§ ABOUT THIS EXERCISE
Find the line containing "the woman in blue" in the entries below. Reproduce that line and each one after it to the end, exactly, with no other lines.

§ DATA UNDER STUDY
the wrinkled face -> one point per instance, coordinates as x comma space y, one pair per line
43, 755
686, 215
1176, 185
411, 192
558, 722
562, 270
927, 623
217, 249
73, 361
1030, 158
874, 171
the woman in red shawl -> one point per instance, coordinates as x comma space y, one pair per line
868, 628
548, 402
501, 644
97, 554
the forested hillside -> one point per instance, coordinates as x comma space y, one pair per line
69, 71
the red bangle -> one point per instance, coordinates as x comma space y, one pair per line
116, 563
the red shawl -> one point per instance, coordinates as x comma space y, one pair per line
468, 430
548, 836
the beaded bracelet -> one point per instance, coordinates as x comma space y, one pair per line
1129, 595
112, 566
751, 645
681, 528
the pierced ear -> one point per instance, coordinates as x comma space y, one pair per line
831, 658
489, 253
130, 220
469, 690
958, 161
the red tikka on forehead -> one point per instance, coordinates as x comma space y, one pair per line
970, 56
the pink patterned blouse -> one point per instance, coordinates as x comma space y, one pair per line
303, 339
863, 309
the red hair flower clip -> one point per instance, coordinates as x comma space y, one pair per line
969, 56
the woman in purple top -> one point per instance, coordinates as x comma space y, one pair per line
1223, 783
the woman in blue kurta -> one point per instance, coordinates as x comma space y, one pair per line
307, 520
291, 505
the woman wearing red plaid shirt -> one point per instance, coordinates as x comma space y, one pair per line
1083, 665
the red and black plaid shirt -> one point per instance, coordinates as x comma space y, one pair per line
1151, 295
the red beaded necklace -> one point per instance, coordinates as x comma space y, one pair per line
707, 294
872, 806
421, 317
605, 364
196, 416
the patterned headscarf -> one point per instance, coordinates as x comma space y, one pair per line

§ EXERCISE OUTPUT
the woman in blue kurta -> one point per instance, coordinates as x comma space y, one pair per line
307, 520
291, 505
the woman wearing red plaid shirt -> one point per instance, coordinates as x comma space y, one pair per line
1083, 665
the red and black plaid shirt -> one point per instance, coordinates as x comma space y, one pair per line
1151, 295
the red beaded necklace -> one point per instance, coordinates as x comma space y, one pair per line
707, 294
872, 806
421, 317
605, 364
196, 416
the patterned headscarf -> one point per instance, coordinates as x comma space y, one pair per line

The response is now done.